WASHINGTON: Washington a entamé les discussions avec Niamey sur le retrait du Niger des troupes américaines qui y étaient déployées dans le cadre de la lutte antidjihadiste au Sahel, a déclaré lundi le Pentagone.

Le gouvernement du Niger, issu d'un coup d'Etat en juillet dernier, avait dénoncé en mars l'accord de coopération militaire en vigueur avec les Etats-Unis, estimant que la présence américaine était désormais "illégale".

Washington a finalement accepté la semaine dernière de retirer du pays ses plus de 1 000 soldats et annoncé envoyer une délégation à Niamey pour s'accorder sur les détails de ce retrait.

"Nous pouvons confirmer le début des discussions entre les Etats-Unis et le Niger sur le retrait ordonné des forces américaines du pays", a déclaré le porte-parole du Pentagone Pat Ryder.

» **OBJECTIF**:
D'après le passage cité, combien de soldats Washington a-t-il accepté de retirer du Niger ?

» **INFORMATIONS FOURNIES**:

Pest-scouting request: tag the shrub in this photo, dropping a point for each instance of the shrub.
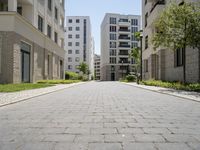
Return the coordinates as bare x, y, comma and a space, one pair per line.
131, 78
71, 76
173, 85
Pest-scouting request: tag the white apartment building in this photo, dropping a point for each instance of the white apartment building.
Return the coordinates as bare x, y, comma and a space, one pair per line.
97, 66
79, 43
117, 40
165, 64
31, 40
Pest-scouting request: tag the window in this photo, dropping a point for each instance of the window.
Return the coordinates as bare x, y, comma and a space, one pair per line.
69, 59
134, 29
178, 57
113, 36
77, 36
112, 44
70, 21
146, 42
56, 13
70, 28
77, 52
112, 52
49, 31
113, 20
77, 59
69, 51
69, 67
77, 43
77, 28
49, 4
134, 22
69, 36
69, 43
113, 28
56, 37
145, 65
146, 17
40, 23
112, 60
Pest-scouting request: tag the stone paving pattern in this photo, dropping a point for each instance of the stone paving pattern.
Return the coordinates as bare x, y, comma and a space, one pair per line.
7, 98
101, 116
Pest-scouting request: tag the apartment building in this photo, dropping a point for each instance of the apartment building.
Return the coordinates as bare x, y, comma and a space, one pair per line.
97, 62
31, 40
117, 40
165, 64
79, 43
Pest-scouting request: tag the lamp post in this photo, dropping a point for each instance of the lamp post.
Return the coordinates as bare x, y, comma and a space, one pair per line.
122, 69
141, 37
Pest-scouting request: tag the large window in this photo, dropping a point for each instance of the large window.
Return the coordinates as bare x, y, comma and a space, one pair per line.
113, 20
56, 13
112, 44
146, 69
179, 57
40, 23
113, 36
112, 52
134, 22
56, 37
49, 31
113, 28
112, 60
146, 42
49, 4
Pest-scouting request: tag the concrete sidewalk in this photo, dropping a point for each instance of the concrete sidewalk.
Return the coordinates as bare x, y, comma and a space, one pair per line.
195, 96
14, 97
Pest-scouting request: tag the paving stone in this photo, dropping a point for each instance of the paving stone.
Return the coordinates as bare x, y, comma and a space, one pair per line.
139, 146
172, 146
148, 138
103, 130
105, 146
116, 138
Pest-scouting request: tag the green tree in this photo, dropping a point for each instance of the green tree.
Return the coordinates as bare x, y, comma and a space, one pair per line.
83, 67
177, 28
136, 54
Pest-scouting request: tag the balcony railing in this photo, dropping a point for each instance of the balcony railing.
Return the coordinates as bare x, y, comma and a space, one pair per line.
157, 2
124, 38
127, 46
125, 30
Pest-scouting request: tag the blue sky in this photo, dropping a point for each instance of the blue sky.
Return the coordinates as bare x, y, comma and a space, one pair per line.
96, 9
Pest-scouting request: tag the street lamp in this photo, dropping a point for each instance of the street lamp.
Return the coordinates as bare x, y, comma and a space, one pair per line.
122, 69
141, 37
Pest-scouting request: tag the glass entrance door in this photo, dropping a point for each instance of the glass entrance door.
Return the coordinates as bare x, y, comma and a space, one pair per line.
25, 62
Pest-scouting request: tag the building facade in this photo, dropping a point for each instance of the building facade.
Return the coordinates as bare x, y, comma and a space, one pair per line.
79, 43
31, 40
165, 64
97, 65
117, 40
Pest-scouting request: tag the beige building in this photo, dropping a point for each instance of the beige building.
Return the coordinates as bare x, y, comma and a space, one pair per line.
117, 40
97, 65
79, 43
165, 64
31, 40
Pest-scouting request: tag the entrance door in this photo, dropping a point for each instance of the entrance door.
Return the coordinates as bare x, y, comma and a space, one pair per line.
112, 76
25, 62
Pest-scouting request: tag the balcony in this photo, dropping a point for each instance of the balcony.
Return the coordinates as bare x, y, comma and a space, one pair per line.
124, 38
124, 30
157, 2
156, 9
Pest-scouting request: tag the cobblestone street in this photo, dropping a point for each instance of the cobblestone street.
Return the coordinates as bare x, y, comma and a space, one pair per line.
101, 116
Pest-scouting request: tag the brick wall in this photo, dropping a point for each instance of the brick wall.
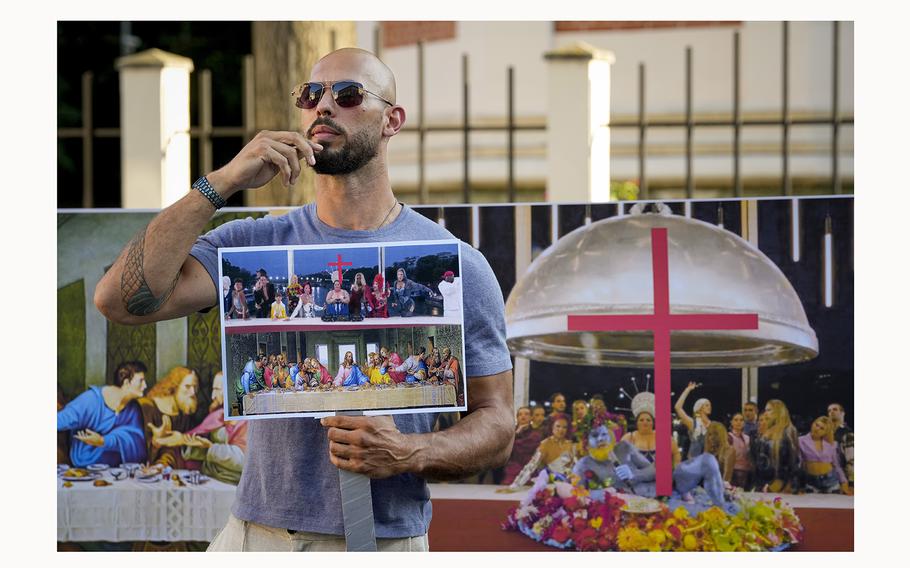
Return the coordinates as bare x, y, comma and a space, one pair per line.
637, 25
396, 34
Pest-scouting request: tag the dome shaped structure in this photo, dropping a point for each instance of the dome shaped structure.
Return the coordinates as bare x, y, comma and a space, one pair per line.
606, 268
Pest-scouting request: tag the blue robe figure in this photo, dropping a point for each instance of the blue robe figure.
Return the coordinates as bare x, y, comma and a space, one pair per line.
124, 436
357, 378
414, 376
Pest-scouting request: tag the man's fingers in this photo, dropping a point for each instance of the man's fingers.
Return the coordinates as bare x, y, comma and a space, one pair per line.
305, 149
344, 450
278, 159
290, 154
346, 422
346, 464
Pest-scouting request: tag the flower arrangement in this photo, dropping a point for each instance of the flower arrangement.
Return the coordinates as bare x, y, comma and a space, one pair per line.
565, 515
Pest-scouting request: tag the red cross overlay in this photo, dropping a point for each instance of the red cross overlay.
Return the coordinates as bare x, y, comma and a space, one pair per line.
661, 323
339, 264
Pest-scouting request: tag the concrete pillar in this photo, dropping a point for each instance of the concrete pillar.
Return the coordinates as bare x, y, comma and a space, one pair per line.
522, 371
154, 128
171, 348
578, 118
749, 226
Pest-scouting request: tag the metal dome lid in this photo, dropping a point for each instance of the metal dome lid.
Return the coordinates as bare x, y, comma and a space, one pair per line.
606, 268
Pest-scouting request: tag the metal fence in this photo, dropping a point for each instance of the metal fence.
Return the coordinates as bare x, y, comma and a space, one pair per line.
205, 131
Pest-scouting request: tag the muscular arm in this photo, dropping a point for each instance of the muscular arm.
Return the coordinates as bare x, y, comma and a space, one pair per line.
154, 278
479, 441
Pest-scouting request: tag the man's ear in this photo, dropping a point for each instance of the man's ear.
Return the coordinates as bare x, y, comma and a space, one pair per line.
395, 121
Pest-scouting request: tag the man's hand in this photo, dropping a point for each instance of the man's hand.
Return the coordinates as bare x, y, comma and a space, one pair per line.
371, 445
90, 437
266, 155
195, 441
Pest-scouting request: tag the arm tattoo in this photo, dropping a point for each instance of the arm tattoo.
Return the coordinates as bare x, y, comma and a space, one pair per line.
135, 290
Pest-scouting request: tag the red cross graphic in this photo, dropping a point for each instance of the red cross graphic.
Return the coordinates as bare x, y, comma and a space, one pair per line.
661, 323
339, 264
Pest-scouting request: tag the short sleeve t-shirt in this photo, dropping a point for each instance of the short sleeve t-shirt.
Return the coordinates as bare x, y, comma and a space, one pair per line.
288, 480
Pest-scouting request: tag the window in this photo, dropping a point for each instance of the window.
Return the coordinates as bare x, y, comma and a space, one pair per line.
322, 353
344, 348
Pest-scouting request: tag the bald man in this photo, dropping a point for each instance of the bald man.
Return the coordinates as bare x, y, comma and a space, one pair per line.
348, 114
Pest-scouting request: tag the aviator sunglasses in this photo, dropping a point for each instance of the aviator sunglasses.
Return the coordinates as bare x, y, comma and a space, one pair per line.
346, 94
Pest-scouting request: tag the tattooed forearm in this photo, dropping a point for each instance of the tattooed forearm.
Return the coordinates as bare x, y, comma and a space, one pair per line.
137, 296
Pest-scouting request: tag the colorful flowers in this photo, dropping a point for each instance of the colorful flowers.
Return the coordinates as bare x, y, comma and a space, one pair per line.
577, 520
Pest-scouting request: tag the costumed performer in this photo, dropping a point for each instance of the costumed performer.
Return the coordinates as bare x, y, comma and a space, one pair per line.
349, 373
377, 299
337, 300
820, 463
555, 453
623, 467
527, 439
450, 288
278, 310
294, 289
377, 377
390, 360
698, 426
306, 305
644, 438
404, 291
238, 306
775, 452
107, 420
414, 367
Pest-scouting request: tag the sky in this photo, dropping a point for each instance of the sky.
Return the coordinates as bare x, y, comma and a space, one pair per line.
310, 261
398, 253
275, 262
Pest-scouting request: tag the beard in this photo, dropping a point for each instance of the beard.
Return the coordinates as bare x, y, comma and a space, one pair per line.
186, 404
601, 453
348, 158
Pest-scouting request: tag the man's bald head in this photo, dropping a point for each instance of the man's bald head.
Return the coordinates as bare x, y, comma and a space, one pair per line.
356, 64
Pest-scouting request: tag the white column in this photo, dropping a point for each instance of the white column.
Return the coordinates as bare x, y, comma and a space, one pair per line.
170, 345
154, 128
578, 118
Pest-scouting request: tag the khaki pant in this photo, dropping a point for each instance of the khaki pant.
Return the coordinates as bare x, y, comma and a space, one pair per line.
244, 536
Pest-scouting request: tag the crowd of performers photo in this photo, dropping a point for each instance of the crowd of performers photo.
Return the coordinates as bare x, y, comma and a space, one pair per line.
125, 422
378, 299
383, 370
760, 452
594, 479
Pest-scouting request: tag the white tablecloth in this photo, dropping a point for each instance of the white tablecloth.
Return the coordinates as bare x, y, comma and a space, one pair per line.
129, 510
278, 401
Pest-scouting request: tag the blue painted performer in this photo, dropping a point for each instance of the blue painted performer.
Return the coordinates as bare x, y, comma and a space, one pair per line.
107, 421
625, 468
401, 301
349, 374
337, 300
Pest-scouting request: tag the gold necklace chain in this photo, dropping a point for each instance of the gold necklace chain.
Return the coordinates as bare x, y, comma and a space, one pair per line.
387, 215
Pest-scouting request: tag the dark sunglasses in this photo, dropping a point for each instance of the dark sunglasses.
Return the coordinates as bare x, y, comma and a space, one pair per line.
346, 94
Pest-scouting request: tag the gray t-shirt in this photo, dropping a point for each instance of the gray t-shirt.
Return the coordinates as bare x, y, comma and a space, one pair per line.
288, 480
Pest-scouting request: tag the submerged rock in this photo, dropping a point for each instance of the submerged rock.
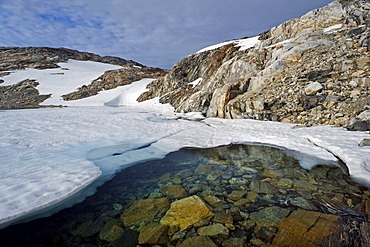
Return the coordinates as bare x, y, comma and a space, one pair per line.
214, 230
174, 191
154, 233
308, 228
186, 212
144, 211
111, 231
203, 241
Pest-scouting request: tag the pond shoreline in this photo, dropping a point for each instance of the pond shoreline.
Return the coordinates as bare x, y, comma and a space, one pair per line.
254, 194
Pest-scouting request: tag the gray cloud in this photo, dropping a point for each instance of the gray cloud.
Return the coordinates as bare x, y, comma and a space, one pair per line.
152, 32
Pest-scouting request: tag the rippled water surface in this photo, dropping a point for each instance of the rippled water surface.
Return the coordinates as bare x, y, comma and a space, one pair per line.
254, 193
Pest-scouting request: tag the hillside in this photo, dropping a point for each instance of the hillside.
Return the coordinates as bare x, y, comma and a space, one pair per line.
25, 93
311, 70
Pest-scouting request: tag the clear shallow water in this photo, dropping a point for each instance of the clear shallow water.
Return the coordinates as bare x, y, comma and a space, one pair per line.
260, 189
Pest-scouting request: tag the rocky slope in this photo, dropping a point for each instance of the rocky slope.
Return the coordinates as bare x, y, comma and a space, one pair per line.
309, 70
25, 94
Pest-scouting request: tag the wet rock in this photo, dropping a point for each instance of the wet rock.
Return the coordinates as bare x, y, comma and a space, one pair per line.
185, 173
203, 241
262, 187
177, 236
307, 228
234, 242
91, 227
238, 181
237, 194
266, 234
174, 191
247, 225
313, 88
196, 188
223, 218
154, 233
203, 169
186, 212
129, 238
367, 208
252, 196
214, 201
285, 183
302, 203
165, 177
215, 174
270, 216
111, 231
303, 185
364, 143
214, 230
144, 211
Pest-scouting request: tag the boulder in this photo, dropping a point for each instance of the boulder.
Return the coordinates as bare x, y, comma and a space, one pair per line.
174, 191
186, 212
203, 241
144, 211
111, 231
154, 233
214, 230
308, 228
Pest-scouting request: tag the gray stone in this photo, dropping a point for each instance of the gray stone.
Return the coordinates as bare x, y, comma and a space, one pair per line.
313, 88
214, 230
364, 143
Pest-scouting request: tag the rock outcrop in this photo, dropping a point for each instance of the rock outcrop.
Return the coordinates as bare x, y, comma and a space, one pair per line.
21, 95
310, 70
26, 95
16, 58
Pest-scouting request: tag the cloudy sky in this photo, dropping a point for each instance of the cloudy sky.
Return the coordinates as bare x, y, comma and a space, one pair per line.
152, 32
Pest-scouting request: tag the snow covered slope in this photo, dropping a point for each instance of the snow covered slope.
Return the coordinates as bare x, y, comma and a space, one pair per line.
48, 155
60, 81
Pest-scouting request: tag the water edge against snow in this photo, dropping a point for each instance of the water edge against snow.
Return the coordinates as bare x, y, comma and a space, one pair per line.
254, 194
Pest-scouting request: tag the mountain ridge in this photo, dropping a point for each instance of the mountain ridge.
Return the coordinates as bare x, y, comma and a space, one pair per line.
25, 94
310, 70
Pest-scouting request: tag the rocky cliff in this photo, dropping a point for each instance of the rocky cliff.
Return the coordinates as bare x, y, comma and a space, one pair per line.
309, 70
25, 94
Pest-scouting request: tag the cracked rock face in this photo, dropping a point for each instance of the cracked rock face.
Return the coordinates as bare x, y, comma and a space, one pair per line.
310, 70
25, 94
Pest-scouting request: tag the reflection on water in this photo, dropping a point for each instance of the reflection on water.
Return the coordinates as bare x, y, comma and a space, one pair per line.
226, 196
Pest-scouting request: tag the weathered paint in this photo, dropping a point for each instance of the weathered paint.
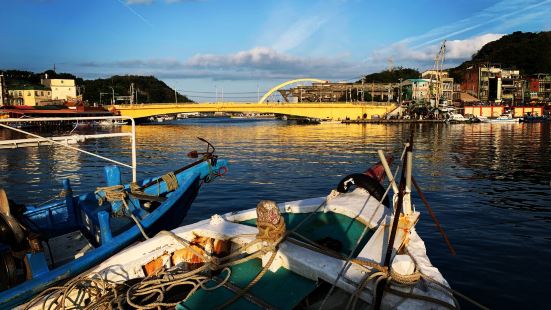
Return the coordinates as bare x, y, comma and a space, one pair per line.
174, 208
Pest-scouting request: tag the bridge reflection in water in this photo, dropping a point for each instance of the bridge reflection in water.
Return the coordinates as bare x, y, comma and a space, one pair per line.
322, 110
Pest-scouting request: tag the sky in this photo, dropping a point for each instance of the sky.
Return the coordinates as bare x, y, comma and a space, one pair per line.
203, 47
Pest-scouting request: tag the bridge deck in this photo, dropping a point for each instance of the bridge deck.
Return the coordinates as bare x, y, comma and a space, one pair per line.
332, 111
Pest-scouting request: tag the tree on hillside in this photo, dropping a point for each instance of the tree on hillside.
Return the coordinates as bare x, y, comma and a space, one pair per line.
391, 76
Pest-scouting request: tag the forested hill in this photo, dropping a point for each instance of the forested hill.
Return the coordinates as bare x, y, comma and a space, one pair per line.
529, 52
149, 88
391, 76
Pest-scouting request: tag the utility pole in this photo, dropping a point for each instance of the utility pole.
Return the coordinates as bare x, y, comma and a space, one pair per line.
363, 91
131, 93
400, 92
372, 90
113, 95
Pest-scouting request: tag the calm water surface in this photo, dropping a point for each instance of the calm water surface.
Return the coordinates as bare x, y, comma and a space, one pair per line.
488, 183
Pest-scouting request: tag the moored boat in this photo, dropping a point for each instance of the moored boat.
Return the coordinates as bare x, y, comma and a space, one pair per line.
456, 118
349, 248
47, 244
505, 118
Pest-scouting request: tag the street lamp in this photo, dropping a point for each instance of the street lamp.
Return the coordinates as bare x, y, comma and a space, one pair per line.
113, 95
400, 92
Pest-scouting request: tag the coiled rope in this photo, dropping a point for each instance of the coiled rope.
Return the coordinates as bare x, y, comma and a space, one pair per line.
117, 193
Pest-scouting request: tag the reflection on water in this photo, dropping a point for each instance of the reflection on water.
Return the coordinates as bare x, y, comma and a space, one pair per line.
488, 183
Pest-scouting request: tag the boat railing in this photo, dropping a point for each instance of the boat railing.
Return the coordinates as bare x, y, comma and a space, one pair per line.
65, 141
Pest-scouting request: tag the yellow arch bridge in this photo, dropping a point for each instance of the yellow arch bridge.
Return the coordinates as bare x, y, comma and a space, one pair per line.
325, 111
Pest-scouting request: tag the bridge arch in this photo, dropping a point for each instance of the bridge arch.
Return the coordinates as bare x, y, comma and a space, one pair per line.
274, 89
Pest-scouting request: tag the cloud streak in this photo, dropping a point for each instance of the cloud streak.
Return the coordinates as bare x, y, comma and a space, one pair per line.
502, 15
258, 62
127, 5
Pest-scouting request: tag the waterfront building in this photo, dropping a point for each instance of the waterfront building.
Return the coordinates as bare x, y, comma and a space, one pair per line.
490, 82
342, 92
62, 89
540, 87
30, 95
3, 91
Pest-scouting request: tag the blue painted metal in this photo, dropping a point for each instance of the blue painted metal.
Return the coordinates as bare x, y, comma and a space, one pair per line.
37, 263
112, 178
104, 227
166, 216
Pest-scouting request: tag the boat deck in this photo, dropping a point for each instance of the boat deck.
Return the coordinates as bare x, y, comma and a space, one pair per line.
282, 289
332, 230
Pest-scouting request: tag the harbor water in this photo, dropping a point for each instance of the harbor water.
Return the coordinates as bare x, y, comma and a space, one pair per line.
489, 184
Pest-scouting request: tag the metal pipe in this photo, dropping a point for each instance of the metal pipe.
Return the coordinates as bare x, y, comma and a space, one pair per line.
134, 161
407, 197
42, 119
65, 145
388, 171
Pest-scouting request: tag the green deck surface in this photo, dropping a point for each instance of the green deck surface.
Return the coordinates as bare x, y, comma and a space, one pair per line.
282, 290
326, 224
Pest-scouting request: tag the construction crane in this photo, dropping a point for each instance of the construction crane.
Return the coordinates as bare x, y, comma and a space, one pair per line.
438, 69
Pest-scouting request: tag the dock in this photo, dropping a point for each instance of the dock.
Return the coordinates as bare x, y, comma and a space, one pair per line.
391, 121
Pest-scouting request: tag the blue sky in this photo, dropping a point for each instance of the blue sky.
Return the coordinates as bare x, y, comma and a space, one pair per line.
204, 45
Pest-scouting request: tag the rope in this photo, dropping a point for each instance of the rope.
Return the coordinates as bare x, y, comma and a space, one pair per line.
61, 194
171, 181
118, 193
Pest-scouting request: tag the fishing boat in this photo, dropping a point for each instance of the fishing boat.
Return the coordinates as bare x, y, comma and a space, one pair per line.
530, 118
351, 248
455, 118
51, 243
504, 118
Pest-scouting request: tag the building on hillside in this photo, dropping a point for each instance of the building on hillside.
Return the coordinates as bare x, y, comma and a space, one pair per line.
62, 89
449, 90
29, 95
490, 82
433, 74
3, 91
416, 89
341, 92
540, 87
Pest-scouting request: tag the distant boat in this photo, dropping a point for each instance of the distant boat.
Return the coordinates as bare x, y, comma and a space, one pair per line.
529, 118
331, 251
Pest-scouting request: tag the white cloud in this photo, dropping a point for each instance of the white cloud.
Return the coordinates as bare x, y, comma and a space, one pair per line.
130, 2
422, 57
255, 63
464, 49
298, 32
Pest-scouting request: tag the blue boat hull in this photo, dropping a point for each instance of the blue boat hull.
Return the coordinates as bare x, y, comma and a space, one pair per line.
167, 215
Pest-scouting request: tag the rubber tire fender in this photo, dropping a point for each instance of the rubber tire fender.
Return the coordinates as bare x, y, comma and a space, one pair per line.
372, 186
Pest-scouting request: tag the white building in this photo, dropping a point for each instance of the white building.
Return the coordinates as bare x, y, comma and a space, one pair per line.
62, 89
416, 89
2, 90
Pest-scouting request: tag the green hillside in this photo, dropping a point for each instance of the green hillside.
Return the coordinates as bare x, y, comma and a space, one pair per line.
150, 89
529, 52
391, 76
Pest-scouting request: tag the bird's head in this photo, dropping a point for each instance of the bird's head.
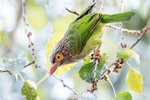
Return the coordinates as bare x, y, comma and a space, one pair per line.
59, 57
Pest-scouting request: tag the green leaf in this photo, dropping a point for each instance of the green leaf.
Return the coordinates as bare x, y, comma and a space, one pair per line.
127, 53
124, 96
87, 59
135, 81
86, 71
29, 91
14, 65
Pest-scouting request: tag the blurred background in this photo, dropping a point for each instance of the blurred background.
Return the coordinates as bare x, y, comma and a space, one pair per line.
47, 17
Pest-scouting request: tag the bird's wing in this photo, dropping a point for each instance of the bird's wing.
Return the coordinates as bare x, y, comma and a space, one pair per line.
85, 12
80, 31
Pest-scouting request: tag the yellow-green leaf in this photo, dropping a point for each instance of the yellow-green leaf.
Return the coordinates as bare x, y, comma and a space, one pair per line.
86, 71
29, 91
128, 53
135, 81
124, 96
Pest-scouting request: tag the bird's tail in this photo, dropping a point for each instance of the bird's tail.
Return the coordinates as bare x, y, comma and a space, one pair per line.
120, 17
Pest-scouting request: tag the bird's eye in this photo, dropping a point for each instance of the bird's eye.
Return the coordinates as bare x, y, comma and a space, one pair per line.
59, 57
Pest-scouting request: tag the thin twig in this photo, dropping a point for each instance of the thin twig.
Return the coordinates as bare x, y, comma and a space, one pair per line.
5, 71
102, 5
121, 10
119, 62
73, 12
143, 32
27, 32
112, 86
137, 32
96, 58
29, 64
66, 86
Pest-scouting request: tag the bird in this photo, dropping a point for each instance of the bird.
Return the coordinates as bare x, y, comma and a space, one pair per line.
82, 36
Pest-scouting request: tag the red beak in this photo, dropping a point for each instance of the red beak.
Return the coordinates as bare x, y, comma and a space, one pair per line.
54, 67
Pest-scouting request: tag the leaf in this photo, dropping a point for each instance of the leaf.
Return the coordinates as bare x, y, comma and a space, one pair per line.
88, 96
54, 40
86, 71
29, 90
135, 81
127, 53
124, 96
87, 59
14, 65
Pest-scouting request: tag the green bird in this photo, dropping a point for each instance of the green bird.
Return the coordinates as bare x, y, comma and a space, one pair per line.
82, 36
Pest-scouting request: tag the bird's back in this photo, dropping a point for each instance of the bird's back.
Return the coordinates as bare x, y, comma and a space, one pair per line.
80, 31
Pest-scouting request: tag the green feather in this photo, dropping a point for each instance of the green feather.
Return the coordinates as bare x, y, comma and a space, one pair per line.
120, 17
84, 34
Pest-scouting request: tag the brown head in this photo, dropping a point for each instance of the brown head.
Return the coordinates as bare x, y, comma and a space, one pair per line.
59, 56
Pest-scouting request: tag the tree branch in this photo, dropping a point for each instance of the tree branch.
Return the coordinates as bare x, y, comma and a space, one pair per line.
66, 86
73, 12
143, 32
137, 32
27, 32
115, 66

» **RÉPONSE**:
Plus de 1 000 soldats.